Fonte:
Massa explode em palmas com anúncio

Espera foi marcada por dúvidas sobre a cor da fumaça, e só o badalar dos sinos confirmou que um novo papa havia sido eleito

DOS ENVIADOS ESPECIAIS A ROMA

Faltam 10 minutos para as 18h (13h em Brasília) de uma terça-feira de céu cor de chumbo sobre uma praça de São Pedro lotada até vazar gente para a via della Conciliazione, que nela desemboca. São, calcula a polícia, 100 mil homens, mulheres, crianças e muitos, mas muitos cachorros, na coleira ou nos braços dos donos.
A chaminé no teto da capela Sistina solta uma fumacinha indecifrável. "É bianca", agita-se toda Maria Grazia Veronezzi, 66 anos, cabelos já rareando. "É branquinha", torce Fernando, no mais puro gauchês, enrolado na bandeira brasileira e cercado pela família e pelos amigos.

Entradas de dados extraídas
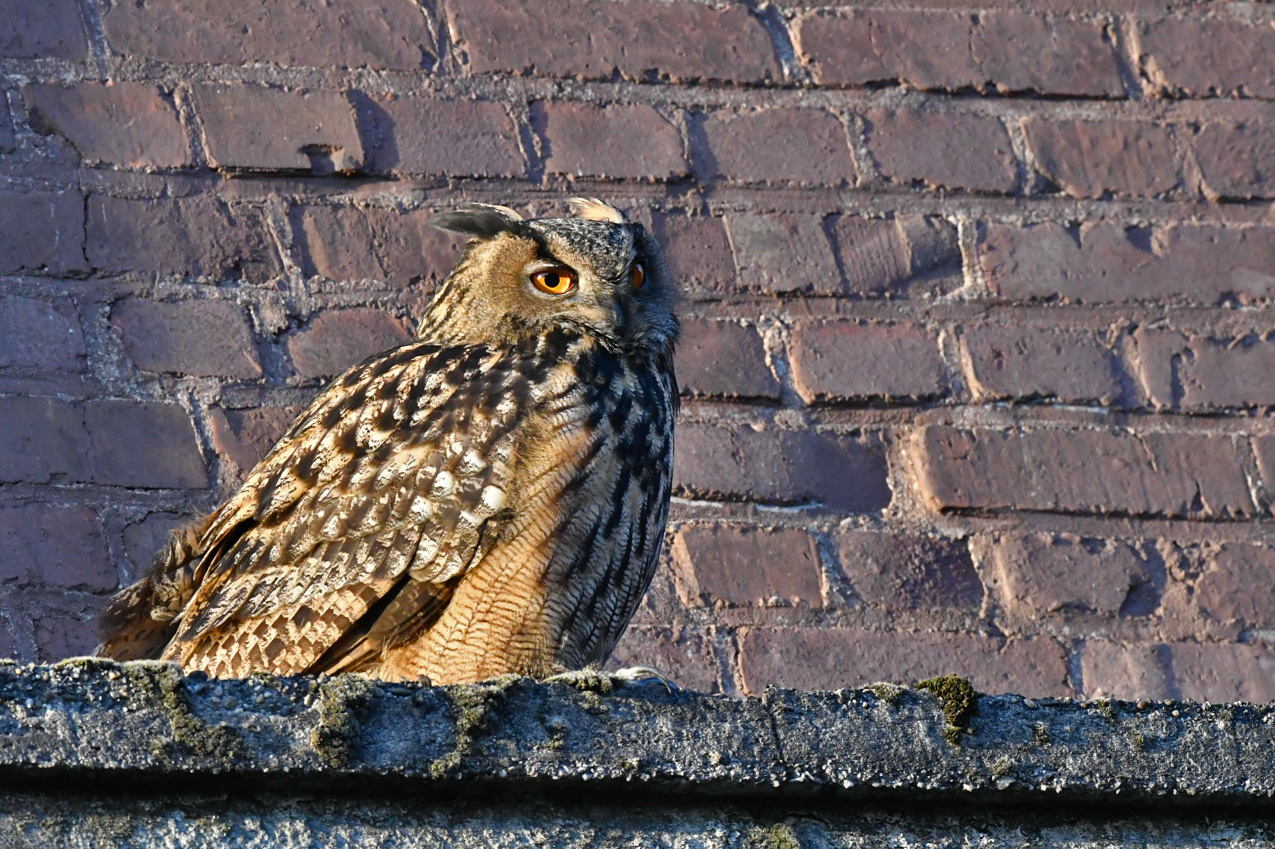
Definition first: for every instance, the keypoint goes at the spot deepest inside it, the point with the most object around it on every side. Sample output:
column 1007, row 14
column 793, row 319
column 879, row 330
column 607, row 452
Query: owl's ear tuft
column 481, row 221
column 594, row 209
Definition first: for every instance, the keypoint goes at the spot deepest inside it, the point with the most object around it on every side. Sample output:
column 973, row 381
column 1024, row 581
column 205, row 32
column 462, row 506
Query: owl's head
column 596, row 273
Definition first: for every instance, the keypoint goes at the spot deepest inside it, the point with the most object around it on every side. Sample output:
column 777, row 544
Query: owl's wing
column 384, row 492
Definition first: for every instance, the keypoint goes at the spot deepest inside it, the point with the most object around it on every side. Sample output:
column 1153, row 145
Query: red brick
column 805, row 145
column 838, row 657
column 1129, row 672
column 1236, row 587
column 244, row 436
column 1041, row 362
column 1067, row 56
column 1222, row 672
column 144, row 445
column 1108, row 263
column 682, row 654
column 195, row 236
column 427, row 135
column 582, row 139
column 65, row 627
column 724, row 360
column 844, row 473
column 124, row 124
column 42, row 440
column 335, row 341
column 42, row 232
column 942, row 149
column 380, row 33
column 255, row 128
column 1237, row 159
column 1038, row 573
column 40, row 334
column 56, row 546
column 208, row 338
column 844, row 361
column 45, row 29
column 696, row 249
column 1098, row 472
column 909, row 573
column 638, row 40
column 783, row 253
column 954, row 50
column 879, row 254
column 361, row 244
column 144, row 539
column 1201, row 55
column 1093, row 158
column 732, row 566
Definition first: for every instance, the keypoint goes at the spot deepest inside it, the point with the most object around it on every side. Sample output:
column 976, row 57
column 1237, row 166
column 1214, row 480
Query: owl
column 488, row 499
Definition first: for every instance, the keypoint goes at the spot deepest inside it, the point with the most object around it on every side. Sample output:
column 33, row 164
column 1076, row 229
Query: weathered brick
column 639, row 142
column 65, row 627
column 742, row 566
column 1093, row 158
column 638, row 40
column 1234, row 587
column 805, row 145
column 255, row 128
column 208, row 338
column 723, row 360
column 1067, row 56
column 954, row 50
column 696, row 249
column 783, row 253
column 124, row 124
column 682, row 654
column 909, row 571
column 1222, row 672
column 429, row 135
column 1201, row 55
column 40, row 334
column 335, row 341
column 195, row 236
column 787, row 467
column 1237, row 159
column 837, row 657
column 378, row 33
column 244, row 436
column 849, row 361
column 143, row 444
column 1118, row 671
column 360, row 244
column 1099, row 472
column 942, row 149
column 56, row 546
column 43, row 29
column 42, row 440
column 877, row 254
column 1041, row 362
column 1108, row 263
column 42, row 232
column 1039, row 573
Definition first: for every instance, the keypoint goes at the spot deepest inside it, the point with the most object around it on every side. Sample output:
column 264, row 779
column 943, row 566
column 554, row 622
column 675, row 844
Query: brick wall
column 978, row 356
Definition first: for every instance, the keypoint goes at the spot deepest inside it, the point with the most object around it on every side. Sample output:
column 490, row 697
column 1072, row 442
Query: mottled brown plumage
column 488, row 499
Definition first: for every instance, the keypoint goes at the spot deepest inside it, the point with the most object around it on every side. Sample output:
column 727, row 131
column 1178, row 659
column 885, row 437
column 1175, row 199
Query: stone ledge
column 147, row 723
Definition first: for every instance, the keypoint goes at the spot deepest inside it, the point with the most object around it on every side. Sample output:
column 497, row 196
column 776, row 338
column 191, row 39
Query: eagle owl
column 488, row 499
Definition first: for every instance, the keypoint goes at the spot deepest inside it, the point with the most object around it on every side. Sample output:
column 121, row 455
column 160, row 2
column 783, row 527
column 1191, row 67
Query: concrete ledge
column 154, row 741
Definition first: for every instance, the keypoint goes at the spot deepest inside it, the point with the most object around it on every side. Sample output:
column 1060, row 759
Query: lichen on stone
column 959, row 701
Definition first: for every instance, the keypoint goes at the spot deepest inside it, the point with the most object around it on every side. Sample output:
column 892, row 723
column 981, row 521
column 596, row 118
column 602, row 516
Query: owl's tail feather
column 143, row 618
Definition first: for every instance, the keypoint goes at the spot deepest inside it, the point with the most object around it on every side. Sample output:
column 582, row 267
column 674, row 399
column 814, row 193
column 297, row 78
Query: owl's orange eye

Requisitos das tarefas:
• 1. Responda com base na reportagem sobre a eleição do papa:
(a) O que confirmou que um novo papa havia sido eleito?
(b) Quantas pessoas a polícia calcula que havia na praça de São Pedro?
(c) Que idade tem Maria Grazia Veronezzi?
• 2. Reescreva o trecho da reportagem sobre a eleição do papa que começa nas palavras "DOS ENVIADOS ESPECIAIS" e vai até "e pelos amigos.", trocando "fumacinha" por "fumaça".
As linhas foram tiradas de outra fonte.

Resultados do exercício:
• 1.
(a) O badalar dos sinos.
(b) 100 mil.
(c) 66 anos.

• 2.
DOS ENVIADOS ESPECIAIS A ROMA

Faltam 10 minutos para as 18h (13h em Brasília) de uma terça-feira de céu cor de chumbo sobre uma praça de São Pedro lotada até vazar gente para a via della Conciliazione, que nela desemboca. São, calcula a polícia, 100 mil homens, mulheres, crianças e muitos, mas muitos cachorros, na coleira ou nos braços dos donos.
A chaminé no teto da capela Sistina solta uma fumaça indecifrável. "É bianca", agita-se toda Maria Grazia Veronezzi, 66 anos, cabelos já rareando. "É branquinha", torce Fernando, no mais puro gauchês, enrolado na bandeira brasileira e cercado pela família e pelos amigos.